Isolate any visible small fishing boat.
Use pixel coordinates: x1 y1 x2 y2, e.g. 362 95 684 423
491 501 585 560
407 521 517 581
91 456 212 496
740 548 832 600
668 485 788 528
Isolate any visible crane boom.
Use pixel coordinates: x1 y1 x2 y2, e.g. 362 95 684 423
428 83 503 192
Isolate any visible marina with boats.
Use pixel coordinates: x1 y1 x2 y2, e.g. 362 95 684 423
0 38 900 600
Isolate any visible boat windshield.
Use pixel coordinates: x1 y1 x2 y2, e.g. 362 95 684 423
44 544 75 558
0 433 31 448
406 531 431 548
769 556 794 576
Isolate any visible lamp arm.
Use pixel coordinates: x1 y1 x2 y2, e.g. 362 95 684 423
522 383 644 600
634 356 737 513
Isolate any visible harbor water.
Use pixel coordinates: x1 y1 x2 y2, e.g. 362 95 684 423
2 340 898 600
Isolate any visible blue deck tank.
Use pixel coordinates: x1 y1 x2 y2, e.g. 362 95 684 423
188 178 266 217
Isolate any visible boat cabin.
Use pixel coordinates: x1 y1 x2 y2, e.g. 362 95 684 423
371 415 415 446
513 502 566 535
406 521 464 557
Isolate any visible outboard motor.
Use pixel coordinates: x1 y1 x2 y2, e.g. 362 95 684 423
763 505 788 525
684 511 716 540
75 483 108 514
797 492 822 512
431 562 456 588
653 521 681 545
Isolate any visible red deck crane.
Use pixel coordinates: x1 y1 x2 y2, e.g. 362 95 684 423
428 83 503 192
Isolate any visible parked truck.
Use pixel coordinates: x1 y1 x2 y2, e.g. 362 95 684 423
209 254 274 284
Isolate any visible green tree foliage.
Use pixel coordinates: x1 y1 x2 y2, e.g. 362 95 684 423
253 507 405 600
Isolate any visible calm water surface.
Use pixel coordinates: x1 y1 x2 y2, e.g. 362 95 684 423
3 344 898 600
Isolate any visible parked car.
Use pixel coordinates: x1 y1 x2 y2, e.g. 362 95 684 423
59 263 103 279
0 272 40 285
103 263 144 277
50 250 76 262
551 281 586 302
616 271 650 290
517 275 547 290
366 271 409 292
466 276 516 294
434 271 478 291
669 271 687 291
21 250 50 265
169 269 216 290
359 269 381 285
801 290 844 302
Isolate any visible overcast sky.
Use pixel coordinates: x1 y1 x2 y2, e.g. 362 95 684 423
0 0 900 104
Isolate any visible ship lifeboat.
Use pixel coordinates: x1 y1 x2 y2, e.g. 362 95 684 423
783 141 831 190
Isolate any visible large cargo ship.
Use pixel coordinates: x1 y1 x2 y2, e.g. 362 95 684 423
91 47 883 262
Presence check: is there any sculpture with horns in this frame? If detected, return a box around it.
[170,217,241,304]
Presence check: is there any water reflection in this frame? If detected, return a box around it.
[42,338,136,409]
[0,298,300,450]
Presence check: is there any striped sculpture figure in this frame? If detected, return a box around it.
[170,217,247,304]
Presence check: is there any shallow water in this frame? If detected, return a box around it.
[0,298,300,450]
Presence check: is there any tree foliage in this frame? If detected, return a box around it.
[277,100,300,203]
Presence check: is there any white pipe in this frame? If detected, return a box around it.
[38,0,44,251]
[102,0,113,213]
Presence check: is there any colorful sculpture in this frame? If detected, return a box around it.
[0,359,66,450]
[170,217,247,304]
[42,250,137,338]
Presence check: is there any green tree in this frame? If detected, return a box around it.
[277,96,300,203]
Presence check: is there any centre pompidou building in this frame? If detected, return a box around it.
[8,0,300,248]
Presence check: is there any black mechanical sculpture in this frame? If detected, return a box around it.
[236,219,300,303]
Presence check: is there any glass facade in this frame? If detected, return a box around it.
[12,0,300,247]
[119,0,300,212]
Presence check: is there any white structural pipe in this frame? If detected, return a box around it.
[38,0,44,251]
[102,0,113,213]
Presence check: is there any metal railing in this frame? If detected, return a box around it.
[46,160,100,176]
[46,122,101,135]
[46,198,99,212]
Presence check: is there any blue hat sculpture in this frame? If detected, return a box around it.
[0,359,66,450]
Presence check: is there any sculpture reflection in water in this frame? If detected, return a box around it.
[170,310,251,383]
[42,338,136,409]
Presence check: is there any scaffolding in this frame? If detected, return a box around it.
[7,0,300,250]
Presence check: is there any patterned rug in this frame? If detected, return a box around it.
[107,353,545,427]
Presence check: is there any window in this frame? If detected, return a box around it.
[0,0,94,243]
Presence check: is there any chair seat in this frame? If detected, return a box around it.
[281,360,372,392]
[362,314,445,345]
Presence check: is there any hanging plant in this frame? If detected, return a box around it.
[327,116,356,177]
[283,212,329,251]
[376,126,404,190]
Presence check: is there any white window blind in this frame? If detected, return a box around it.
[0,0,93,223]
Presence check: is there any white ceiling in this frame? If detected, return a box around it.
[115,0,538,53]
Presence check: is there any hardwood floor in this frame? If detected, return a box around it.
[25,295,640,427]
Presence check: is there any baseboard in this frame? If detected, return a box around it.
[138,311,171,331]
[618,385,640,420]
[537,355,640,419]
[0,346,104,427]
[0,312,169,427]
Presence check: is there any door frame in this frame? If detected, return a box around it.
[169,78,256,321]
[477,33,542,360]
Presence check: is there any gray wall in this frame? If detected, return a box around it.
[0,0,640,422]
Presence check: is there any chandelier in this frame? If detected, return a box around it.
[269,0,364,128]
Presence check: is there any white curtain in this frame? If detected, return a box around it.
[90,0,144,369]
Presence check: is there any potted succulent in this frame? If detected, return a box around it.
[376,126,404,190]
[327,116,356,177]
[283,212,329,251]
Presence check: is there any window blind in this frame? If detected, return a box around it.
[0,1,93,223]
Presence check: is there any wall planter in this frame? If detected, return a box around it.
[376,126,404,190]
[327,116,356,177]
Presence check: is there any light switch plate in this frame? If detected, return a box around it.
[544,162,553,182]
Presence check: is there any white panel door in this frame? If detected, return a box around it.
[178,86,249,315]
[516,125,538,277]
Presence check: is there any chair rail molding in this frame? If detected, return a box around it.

..............................

● REQUIRED TASK
Switch every "pixel coordinates" in the data above to "image coordinates" and give all of it again with nothing else changed.

● TASK SOLUTION
Isolate any visible small fishing boat.
Use image coordinates: x1 y1 x2 y2, e.g. 362 95 684 423
491 501 585 560
407 521 517 581
91 456 212 496
740 548 832 600
668 485 788 528
Isolate any visible crane boom.
Use image coordinates: x1 y1 x2 y2, e.g. 362 95 684 423
428 83 503 192
Isolate any visible marina with boats.
Use image coordinates: x1 y1 x2 y2, e.g. 362 95 684 423
0 38 900 600
Isolate any visible boat windshield.
Use image coordinates: x1 y1 x2 y2, e.g. 362 95 684 423
44 544 75 558
0 433 31 448
406 531 431 548
769 556 794 576
Isolate any visible lamp arm.
Use image coordinates: x1 y1 x2 y2, e.g. 362 95 684 423
522 383 644 600
634 356 737 513
Isolate any visible harbor water.
Use image coordinates: x1 y1 x2 y2, e.g. 362 95 684 423
2 340 898 600
Isolate any visible blue deck tank.
Use image coordinates: x1 y1 x2 y2, e.g. 362 95 684 423
188 178 266 217
Isolate any visible boat cabin.
Use image coordinates: x1 y1 x2 y2, e.g. 362 95 684 423
371 415 415 446
513 502 566 535
406 521 464 557
Isolate any visible outboard motor.
Use image coordinates: x1 y1 x2 y2, e.g. 362 95 684 423
763 505 788 525
684 511 716 540
75 483 108 514
797 492 822 512
431 562 456 588
653 521 681 545
Isolate any visible red deck crane.
Use image coordinates: x1 y1 x2 y2, e.g. 362 95 684 423
428 83 503 192
Isolate any visible parked truck.
Use image coordinates: x1 y1 x2 y2, e.g. 362 95 684 423
209 254 274 284
Isolate any visible green tree foliage.
Use image coordinates: x1 y1 x2 y2, e.g. 362 95 684 423
253 507 405 600
Isolate any visible calm water surface.
Use image coordinates: x1 y1 x2 y2, e.g. 362 95 684 423
3 344 898 600
Isolate any visible parked car.
Use image coordinates: x1 y1 x2 y2, e.g. 362 95 684 423
59 263 103 279
0 272 40 285
103 263 144 277
50 250 76 262
551 281 586 302
616 271 650 290
517 275 547 290
366 271 409 292
466 276 516 294
434 271 478 291
669 271 687 291
21 250 50 265
169 269 216 290
359 269 381 285
801 290 844 302
Isolate any visible overcast sky.
Use image coordinates: x1 y1 x2 y2, e.g. 362 95 684 423
0 0 900 104
Isolate any visible ship lifeboat.
Use image coordinates: x1 y1 x2 y2, e.g. 362 95 684 423
783 141 831 190
Isolate any visible large cargo ship.
Use image coordinates: x1 y1 x2 y2, e.g. 362 95 684 423
91 47 883 262
Presence check: is there any sculpture with horns in this frame? If detected, return a box around it.
[170,217,241,304]
Presence check: is there any water reflection in this frame? If detected, return a box around it.
[42,338,136,409]
[0,298,300,450]
Presence check: is there any striped sculpture figure in this frame? If detected, return a box around it.
[170,217,247,304]
Presence check: is there any shallow water in this frame? If detected, return a box around it.
[0,298,300,450]
Presence check: is there any tree foliage in this frame? If detected, return a box around it.
[277,100,300,203]
Presence check: is there any white pipe in this frame? If detected, return a box around it.
[38,0,44,251]
[102,0,113,213]
Presence check: is there any colorful sculpture in this frame? If detected, return a box around it.
[0,359,66,450]
[170,217,247,304]
[42,250,137,338]
Presence check: is there any green tree in this frame? If detected, return a box around it.
[277,96,300,203]
Presence check: is there any centre pompidou building in this frame? If detected, return a box around it.
[8,0,300,248]
Presence check: is there any black mechanical sculpture in this frame? If detected, return a box around it.
[236,219,300,303]
Presence check: is there any glass facade in this frame? If detected, return a box around it.
[12,0,300,247]
[119,0,300,212]
Presence check: is there any white structural pipe in this frame? If detected, return a box around it.
[38,0,44,251]
[102,0,113,213]
Presence check: is there any metal railing in this frame? If detected, return a box around it.
[46,160,100,176]
[46,122,101,135]
[46,198,99,212]
Presence check: is there any blue hat sculpture in this frame? If detected, return a box around it.
[0,359,66,450]
Presence check: is there any sculpture reflection in water in this frame? If detected, return a box around it.
[170,310,251,383]
[42,338,136,409]
Presence check: is there any scaffolding in this frame? If detected, return a box around it.
[7,0,300,250]
Presence check: is there any patterned rug in this frame? If detected, return a box around it.
[107,353,545,427]
Presence check: is there any window in this frame? If detected, return a box around it.
[0,0,94,243]
Presence check: is there any chair seat in this frame? If detected, return a box around it.
[281,360,372,392]
[362,314,445,345]
Presence check: is there any hanging plant in this frame? If detected, return a box around it.
[327,116,356,177]
[283,212,329,251]
[376,126,404,190]
Presence check: is there any white window blind in this frame? If detected, return a box around it.
[0,0,93,223]
Presence check: is there any white ceiling in this frame? If detected, return a box around it.
[115,0,538,53]
Presence check: is there any hardwood floor in this frame? If detected, return a box around it.
[25,295,640,427]
Presence check: is there any baseboard in this frame? If detected, return a box around it.
[138,311,171,331]
[618,385,640,420]
[537,355,640,419]
[0,346,104,427]
[0,312,169,427]
Presence check: is there any door frame in this frame? If detected, return a box around it.
[169,78,256,321]
[477,33,542,360]
Presence check: is there any gray wall in this frame? If detected, return a box around it.
[0,0,640,422]
Presence check: is there any chandelier in this frame? If detected, return a box around it.
[269,0,364,128]
Presence check: is there any white curtain in this frame? If detected, return a box around it.
[90,0,144,369]
Presence check: is there any potted succulent in this frame? If detected, return a box around it.
[376,126,404,190]
[327,116,356,177]
[283,212,329,251]
Presence check: is there any window blind in this frame? If detected, return a box around it.
[0,1,93,223]
Presence check: is there any wall planter in this frame? If detected, return a box around it.
[376,126,404,190]
[327,116,356,177]
Presence check: is there any light switch plate in this frame? If detected, return a box around it.
[544,162,553,182]
Presence check: is there any white panel door in this frame? If detected, return a box around it.
[178,86,249,315]
[516,125,538,277]
Presence check: is there any chair rail molding in this frame? If detected, return a box around it.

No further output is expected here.